Dataset records
------

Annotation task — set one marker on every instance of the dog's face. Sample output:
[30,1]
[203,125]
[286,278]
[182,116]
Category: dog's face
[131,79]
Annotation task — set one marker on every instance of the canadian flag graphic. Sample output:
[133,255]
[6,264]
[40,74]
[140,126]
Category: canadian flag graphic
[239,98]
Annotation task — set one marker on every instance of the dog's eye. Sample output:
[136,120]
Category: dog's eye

------

Extract all lines from the data in which "output" is found.

= Solution for this task =
Annotation task — set one marker on every instance of the dog's face. Sample output:
Annotation task — set one marker on every instance of the canadian flag graphic. Sample output:
Annotation task — set one marker on every instance of the dog's eye. Sample output:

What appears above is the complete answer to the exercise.